Your instructions →
In this exercise, reproduce all the entries that follow exactly.

Entries shown →

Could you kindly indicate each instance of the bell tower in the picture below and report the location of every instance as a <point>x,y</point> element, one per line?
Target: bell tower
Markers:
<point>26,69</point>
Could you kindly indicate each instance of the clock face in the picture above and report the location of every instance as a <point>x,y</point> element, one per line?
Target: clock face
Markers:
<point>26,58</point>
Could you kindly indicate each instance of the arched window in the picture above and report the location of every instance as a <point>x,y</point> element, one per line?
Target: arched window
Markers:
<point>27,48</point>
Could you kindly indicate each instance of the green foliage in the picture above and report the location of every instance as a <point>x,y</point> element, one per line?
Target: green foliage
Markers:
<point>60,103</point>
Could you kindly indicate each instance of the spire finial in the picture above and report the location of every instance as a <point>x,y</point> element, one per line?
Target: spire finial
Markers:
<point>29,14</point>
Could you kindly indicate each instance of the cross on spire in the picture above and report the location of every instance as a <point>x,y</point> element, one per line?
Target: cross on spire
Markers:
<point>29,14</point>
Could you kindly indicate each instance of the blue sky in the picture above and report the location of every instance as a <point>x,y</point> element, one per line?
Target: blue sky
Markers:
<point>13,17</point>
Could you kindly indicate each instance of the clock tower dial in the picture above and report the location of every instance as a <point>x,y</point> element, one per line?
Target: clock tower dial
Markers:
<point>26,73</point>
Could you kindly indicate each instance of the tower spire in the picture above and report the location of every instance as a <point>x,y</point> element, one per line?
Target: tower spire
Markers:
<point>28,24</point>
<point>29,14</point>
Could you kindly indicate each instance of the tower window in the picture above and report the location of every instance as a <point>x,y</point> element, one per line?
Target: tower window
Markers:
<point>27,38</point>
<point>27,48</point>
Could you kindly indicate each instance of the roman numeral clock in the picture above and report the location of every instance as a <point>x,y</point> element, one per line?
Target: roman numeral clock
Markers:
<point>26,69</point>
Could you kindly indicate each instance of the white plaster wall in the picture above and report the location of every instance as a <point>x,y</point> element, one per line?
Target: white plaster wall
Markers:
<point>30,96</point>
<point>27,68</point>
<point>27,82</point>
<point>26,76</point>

Result below →
Could you kindly indicate each instance of the bell tower in the picture below and report the location of every instance as a <point>x,y</point> element, one per line?
Target: bell tower
Markers:
<point>26,69</point>
Could you kindly indicate each instance of the clock face in the picture above and report the location of every instance as a <point>x,y</point> element, one per line?
Target: clock face
Markers:
<point>26,58</point>
Could you kindly indicate each instance of the arched window in the picture above and report the location of every instance as a <point>x,y</point> element, one per line?
Target: arched window
Markers:
<point>27,48</point>
Could you kindly indicate each instance of the green foliage in the picture above and report the location of every instance as a <point>x,y</point> element, one per line?
Target: green foliage
Markers:
<point>60,103</point>
Could you kindly indicate each instance of the spire finial in the picture above and report the location of every instance as a <point>x,y</point> element, one per line?
Target: spire finial
Markers:
<point>29,14</point>
Could you kindly indicate each instance of the cross on spire in the picture above and report the location of every instance as a <point>x,y</point> element, one per line?
Target: cross on spire
Markers:
<point>29,14</point>
Could you kindly indicate each instance of the blue sky in the picture above and report the location of every instance as a <point>x,y</point> element, one per line?
Target: blue sky
Markers:
<point>13,17</point>
Could you kindly indicate each instance of the clock tower dial in the picture above and report the location of every instance as a <point>x,y</point> element, one per line?
Target: clock tower dial
Markers:
<point>26,73</point>
Could you kindly indicate each instance of the tower spire in the picture above and report the location of every instance as a <point>x,y</point> element, one per line?
Target: tower spire
Markers:
<point>28,24</point>
<point>29,14</point>
Could you kindly indicate each instance of the tower window in the picture above and report the location of every instance as a <point>x,y</point> element, one per line?
Target: tower window
Markers:
<point>27,38</point>
<point>27,48</point>
Could you kindly indicate each instance of the roman numeral clock in the picture above and report the location of every instance as a <point>x,y</point> element, one per line?
Target: roman numeral clock
Markers:
<point>26,69</point>
Could you kindly indicate each instance of the white plaster wall in the picture above and report the location of every instance as a <point>x,y</point> element, one per line?
Target: white plaster wall
Markers:
<point>30,96</point>
<point>27,68</point>
<point>27,82</point>
<point>26,76</point>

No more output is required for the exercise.